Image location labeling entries
__________

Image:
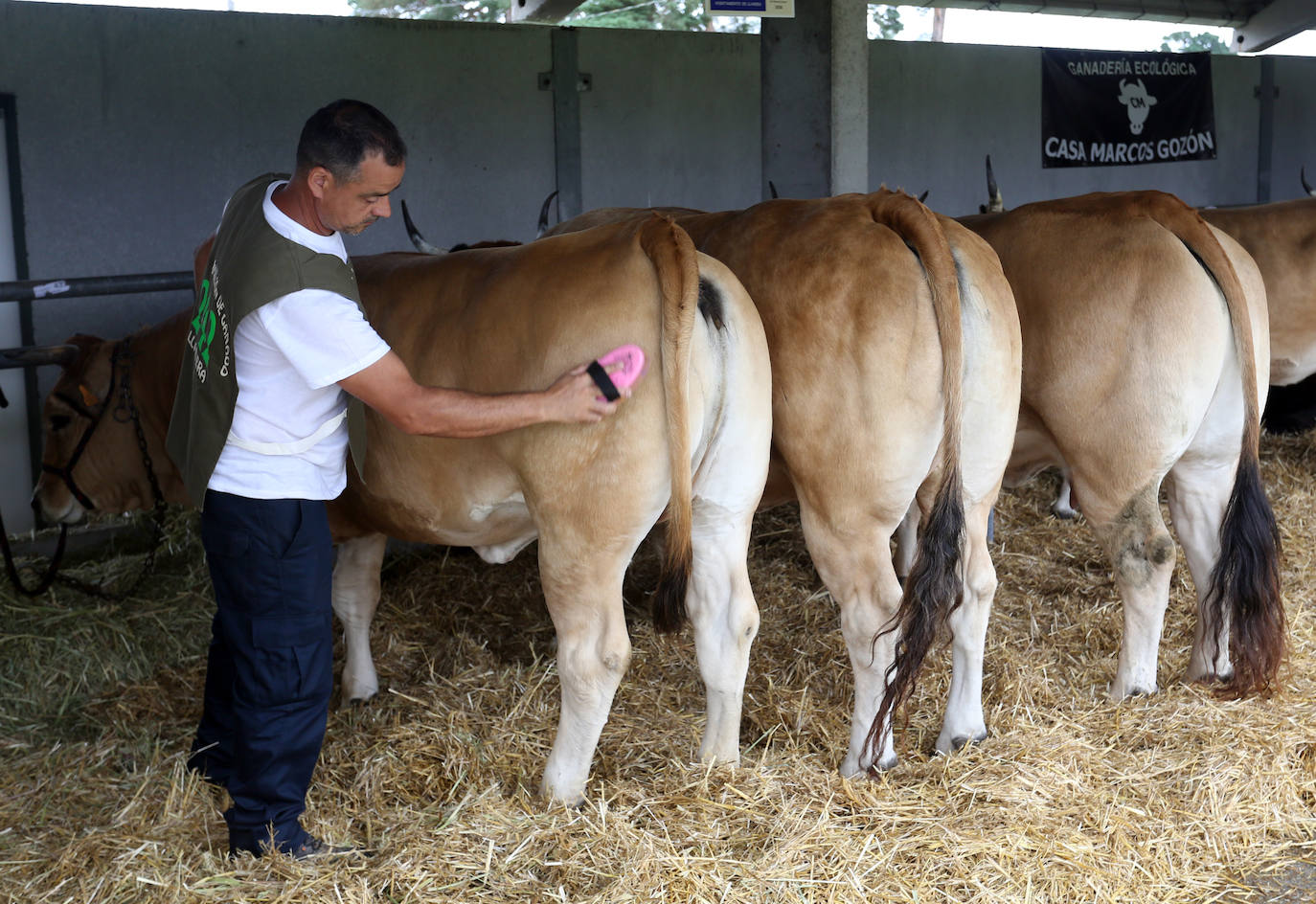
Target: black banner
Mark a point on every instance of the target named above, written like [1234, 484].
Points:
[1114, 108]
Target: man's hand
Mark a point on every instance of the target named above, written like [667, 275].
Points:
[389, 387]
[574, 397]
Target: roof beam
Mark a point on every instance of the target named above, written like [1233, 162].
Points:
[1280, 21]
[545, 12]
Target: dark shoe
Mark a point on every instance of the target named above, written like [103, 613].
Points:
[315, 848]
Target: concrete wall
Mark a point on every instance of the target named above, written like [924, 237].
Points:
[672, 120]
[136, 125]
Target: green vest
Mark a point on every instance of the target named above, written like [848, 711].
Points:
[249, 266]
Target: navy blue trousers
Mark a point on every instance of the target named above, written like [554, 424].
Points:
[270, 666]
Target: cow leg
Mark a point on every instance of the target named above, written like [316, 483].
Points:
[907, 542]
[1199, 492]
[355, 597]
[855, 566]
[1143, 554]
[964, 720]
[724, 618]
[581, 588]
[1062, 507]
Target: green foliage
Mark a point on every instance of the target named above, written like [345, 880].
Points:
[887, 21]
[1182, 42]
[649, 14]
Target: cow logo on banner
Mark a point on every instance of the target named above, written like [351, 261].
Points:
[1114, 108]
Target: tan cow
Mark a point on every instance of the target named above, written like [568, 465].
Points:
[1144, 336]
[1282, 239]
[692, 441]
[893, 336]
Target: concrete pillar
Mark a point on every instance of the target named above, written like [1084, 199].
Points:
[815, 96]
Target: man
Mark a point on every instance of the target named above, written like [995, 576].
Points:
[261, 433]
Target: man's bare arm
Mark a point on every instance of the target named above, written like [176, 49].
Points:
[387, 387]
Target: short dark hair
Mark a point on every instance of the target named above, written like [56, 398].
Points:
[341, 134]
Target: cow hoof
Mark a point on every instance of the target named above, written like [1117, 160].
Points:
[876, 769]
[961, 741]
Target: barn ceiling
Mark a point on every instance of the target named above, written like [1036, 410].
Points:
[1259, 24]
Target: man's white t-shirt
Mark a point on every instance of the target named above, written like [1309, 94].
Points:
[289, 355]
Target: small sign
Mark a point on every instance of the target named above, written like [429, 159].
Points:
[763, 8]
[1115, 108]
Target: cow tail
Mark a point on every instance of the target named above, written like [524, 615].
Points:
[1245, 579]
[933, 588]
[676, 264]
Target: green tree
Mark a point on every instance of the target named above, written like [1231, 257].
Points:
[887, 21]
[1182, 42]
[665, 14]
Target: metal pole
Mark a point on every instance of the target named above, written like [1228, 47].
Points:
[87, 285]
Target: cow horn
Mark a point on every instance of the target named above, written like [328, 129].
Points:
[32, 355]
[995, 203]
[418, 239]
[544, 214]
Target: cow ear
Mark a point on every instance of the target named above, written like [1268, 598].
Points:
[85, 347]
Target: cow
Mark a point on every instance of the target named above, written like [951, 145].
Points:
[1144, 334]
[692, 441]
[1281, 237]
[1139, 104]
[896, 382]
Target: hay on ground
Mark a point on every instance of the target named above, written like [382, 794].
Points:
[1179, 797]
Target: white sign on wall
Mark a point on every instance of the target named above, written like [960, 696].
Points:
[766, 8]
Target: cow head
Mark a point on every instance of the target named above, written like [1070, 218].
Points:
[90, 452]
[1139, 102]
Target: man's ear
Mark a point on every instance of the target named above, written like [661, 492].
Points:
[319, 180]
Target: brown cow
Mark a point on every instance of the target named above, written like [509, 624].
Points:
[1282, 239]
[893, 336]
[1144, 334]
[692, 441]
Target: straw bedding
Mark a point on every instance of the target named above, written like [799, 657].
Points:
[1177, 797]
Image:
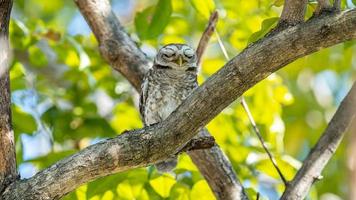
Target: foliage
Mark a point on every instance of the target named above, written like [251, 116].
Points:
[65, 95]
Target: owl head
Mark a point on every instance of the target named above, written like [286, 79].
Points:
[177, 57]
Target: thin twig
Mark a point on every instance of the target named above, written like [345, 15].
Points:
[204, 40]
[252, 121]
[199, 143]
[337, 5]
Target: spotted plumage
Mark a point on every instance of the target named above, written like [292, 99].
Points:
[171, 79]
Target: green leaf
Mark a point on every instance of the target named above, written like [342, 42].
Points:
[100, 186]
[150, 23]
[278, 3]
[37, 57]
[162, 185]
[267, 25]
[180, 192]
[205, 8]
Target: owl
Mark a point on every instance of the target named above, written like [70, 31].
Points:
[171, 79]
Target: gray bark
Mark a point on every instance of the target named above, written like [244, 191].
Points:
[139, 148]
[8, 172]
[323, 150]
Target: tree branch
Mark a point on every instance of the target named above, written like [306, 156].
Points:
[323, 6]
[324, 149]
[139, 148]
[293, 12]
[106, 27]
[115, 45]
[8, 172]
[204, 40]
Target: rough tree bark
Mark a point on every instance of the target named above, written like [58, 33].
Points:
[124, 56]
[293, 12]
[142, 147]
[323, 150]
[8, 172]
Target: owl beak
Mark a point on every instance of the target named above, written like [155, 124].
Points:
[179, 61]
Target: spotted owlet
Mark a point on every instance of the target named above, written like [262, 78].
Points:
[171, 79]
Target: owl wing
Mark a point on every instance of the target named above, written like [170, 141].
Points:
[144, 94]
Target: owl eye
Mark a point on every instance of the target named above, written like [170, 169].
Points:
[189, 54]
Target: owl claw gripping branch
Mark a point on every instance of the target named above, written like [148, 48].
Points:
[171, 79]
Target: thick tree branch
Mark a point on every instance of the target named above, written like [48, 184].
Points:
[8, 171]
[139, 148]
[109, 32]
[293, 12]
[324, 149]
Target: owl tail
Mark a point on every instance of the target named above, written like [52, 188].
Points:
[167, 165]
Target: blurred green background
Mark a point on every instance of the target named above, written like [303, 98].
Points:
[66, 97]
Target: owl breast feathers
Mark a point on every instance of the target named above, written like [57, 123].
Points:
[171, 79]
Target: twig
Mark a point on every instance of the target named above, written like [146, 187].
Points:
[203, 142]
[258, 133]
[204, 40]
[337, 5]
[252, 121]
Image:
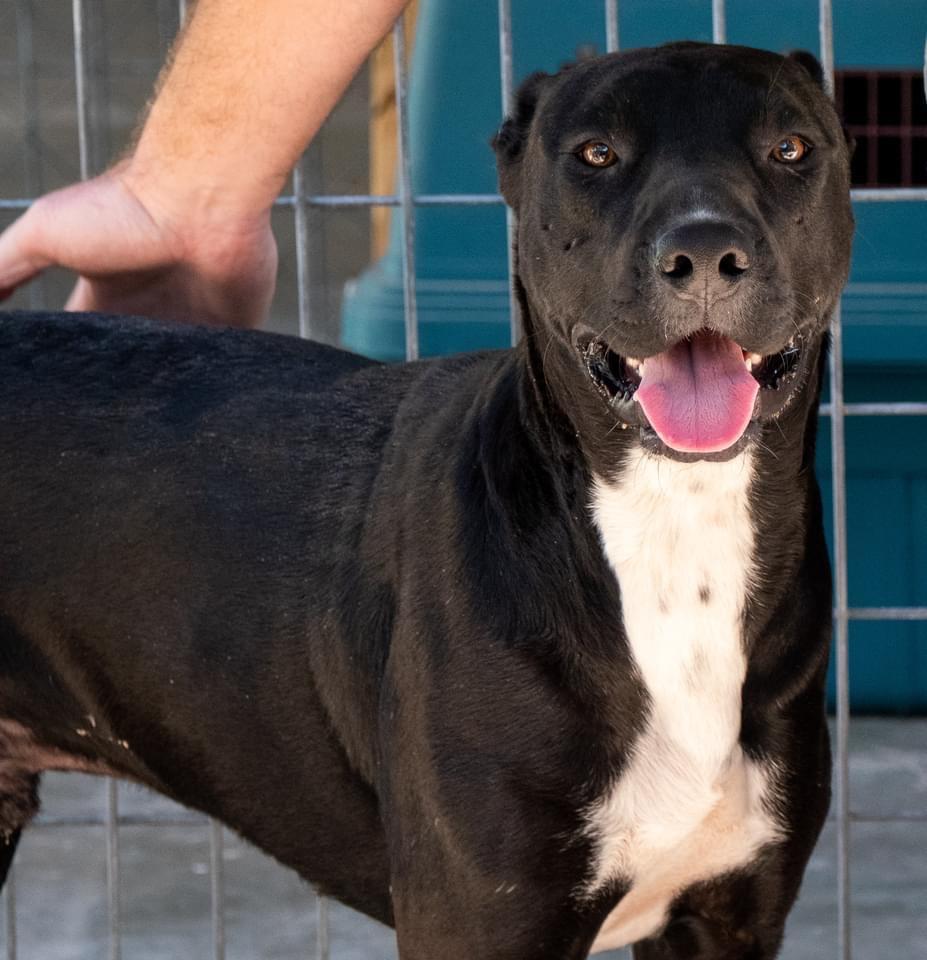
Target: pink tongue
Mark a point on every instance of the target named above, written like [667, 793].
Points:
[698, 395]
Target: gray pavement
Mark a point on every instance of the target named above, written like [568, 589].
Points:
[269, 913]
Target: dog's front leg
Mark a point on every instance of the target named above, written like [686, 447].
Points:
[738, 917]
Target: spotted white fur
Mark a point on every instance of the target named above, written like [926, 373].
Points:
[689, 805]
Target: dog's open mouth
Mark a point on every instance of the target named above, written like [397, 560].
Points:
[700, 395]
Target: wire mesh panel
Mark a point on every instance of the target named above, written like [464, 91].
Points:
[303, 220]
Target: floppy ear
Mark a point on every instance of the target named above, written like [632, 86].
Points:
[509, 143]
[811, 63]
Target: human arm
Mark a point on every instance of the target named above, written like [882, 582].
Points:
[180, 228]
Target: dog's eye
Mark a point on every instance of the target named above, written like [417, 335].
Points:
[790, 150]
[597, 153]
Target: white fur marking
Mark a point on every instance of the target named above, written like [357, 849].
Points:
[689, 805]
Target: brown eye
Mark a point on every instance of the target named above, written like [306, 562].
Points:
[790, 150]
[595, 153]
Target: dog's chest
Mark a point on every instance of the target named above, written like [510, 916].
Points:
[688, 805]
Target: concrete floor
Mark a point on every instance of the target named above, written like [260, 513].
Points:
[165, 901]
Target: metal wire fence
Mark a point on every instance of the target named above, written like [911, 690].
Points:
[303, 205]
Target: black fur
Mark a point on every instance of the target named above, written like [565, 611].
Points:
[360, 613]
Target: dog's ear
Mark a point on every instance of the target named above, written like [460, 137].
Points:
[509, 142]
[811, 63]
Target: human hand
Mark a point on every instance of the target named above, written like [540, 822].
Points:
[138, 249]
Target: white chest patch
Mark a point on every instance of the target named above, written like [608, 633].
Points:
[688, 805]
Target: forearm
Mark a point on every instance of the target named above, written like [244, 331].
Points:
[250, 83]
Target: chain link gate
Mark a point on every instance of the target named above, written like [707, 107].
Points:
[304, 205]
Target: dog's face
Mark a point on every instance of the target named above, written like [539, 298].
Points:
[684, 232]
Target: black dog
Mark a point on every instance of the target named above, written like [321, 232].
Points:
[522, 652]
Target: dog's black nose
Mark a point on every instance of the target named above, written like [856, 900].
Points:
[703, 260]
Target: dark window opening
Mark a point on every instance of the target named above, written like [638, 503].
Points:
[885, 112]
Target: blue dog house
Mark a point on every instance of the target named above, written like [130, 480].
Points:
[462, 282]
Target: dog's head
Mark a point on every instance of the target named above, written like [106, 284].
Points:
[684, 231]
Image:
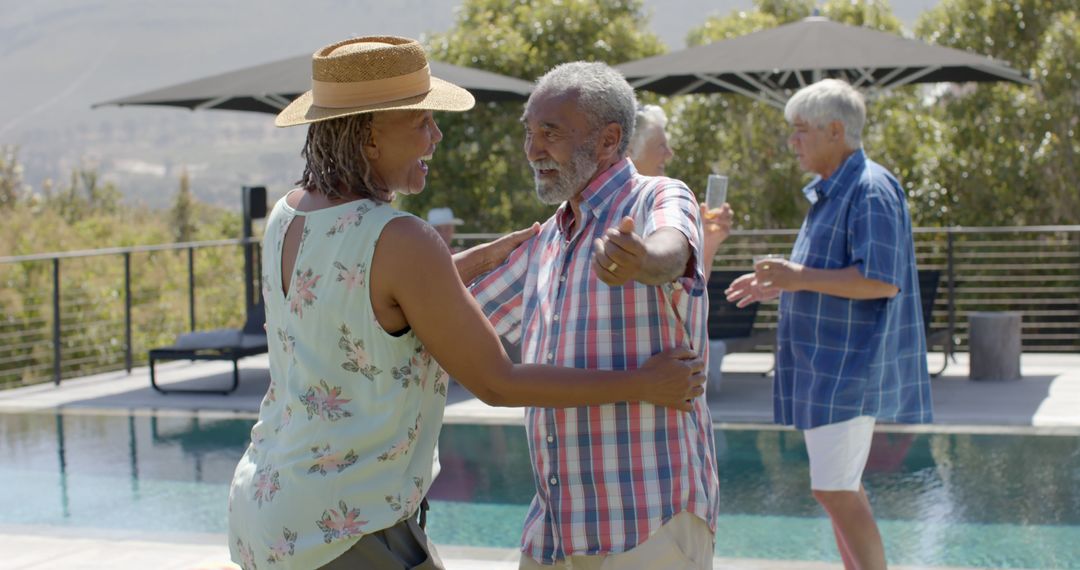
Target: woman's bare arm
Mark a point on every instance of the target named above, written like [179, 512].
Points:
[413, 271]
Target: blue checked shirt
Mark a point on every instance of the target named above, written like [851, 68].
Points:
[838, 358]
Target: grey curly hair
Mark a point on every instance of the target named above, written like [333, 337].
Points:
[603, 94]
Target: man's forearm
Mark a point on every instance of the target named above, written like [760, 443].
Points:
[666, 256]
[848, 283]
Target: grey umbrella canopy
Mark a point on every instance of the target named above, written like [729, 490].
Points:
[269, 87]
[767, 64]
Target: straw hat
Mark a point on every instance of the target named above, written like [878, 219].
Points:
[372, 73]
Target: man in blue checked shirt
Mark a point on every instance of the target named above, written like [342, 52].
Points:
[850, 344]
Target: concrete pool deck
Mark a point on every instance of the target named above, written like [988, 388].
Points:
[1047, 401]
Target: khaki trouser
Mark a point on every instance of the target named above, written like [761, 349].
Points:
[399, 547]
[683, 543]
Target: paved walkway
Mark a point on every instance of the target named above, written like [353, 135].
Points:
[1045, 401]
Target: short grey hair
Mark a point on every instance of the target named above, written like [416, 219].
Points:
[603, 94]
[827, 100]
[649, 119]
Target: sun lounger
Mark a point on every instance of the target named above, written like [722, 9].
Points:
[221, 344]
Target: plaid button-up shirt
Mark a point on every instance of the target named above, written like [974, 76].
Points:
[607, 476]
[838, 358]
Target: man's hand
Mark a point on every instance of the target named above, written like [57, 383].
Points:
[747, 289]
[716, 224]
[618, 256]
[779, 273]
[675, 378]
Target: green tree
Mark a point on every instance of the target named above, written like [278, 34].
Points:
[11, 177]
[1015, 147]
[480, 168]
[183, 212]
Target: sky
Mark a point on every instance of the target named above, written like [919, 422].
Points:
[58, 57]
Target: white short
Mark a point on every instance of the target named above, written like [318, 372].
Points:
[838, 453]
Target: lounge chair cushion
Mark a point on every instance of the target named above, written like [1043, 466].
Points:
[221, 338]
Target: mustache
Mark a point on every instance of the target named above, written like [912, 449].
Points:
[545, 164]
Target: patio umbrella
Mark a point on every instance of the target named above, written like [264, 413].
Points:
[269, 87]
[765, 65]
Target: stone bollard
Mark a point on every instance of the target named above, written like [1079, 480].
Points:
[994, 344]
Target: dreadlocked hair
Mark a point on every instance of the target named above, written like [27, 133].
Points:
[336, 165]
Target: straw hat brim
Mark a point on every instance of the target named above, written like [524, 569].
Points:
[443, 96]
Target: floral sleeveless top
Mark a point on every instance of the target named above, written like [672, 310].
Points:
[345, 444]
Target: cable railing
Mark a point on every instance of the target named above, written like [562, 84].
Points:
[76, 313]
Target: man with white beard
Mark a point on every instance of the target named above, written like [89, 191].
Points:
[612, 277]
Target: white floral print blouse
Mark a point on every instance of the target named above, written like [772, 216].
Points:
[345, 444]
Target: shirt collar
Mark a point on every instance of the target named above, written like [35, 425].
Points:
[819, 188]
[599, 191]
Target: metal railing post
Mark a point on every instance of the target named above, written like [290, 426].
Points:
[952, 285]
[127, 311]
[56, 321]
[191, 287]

__________

_Exercise objective_: Reproduce these lines of the data word for word, beginning with the line that contains "Target: blue checked shirt" and continuing through the line that contains "[1045, 401]".

_Exercise response_:
Target: blue checked shirt
Mark a point on every instance of the target named above, written like [851, 68].
Points:
[838, 358]
Target: grey curly hair
Mark a point on every instance of the target named above, written like [333, 337].
Points:
[603, 94]
Target: man's forearm
Mark a point on every instance of the target named above, written like [760, 443].
Points:
[666, 256]
[848, 283]
Target: grey umbrella canopy
Mark a point on every instance of the target named above, written like [729, 490].
Points:
[269, 87]
[767, 64]
Target: straw hat
Mark a point on every instance of the target named above, written like [878, 219].
Points:
[372, 73]
Target: man in blue checked shirt
Mark a point on every instance of the target named above, written like [342, 52].
Points:
[850, 344]
Target: concrete pool deck
Mark a point on every instance of the target named above, written like [988, 388].
Points:
[1047, 401]
Target: khaki trouser
Mark a point on every instance of the target named above, written like [761, 349].
Points:
[399, 547]
[683, 543]
Target: paved walkway
Mark a point on every instance of the target named above, written like [353, 135].
Points:
[1045, 401]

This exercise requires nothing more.